[Task requirements] Write out each record again exactly as it stands.

[Stored data entries]
- Opening Delimiter -

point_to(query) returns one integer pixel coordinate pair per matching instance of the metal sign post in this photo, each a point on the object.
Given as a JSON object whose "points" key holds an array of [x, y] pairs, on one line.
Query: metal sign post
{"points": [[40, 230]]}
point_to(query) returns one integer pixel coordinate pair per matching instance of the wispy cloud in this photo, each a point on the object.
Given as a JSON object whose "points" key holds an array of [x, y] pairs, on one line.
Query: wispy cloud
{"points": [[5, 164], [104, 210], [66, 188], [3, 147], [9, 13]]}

- Closing Delimiter -

[Written solution]
point_to(query) returns one integer pixel coordinate pair per matching instance of the metal sign post in this photo, each a point on the object.
Given as a JSON object whose "points" key holds an array of [x, y] pairs, on one line.
Query: metal sign post
{"points": [[40, 230]]}
point_to(query) returns one integer pixel coordinate pair per matching instance of the wispy cloud in this photo, each a point on the object.
Given as a JSON object whose "points" key holds an array of [x, y] pairs, on one line.
Query: wispy cloud
{"points": [[5, 164], [104, 210], [66, 188], [3, 147], [9, 13]]}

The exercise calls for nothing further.